• **Metin bölümü**
MHP Genel Başkanı Devlet Bahçeli, AİHM’in kararı sonrası eski HDP Eş Genel Başkanı Selahattin Demirtaş hakkında önemli bir çağrıda bulundu. Bahçeli, “Hukuki yollardan sonuca ulaşmıştır. Tahliyesi Türkiye için hayırlara vesile olacaktır.” dedi.
MHP Genel Başkanı Devlet Bahçeli, partisinin TBMM Grup Toplantısı’nda gündeme ilişkin açıklamalarda bulundu. Süreç ile ilgili konuşan Bahçeli, “PKK’nın kurucu önderliğinin son düzlükteki görüş, düşünce ve kanaatleri alınmalı, konuyla ilgili günlerdir yapılan kısır tartışmalar sonlandırılmalıdır. Meclis’te kurulan komisyondan seçilecek milletvekillerinin İmralı’ya giderek ilk ağızdan ve ilk elden ihtiyaç duyulan mesajları alması süreci çok daha güçlendirecektir. MHP, böyle bir heyete katılmaya hazırdır.” ifadelerini kullandı.

• **Kayıtlı satırlar**
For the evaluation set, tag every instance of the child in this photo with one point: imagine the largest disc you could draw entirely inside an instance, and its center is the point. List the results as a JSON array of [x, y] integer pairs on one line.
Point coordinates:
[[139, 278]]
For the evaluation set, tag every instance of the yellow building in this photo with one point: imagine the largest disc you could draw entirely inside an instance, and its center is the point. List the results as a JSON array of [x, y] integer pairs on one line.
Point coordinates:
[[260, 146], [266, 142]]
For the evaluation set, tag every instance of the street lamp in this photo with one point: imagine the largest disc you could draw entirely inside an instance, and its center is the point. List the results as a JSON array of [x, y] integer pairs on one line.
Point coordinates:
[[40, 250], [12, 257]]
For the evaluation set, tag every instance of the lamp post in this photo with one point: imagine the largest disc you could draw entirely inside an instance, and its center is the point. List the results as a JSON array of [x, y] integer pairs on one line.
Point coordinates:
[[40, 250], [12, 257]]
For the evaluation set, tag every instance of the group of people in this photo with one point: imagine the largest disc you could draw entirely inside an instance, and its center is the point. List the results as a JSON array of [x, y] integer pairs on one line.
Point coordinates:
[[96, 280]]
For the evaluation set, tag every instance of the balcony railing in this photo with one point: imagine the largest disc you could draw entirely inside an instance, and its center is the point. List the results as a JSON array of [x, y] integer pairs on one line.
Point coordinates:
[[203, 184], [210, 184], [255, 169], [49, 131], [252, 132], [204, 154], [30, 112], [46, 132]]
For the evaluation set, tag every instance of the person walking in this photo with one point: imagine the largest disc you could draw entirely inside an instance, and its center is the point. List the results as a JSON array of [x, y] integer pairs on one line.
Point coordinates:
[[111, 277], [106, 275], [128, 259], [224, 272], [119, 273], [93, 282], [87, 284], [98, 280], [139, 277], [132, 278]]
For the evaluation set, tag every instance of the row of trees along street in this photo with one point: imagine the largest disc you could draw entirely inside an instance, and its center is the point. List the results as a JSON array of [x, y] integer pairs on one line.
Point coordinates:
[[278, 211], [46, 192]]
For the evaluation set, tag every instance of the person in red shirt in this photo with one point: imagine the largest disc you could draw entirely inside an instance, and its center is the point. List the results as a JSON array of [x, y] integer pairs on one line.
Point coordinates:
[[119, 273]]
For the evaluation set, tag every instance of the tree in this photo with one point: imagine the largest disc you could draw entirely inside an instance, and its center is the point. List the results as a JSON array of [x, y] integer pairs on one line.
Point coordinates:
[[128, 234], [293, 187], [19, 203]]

• **Görev talimatı**
Bahçeli'nin açıklamalarını aktaran haber metnini son cümlesinden itibaren sürdürün.

• **Görev yanıtı**
Cumhur İttifakı mesajı veren Bahçeli, “AK Parti ile aramızda bir hadise değil, iki tarafı sımsıkı saran ve kuşatan bir hakikat vardır. Cumhur İttifakı yoluna devam edecek.” dedi. Grup toplantısındaki konuşmasının ardından basın mensuplarının sorularını yanıtladı. Avrupa İnsan Hakları Mahkemesi, eski HDP Eş Genel Başkanı Selahattin Demirtaş’ın tutukluğu hakkındaki ikinci ihlal ve tahliye kararına itiraz eden Adalet Bakanlığı’nın talebini reddetmişti. Bahçeli, soru üzerine, “Hukuki yollardan sonuca ulaşmıştır. Tahliyesi Türkiye için hayırlara vesile olacaktır.” cevabını verdi.
Bahçeli’nin açıklamalarından öne çıkanlar şöyle:
- Günümüzde savaşların ve çatışmaların ana sahasında masum insanlar vardır. Nihayet sivil ve savunmasız insanların tefrik edilmediği, dikkatle ve teferruatla ayrıştırılmadığı, dahası silahların gölgesinden çıkarılmadığı savaşlar adil olmadığı gibi, tam manasıyla cinayettir, toplu katliamdır, kuşkusuz insanlık suçudur.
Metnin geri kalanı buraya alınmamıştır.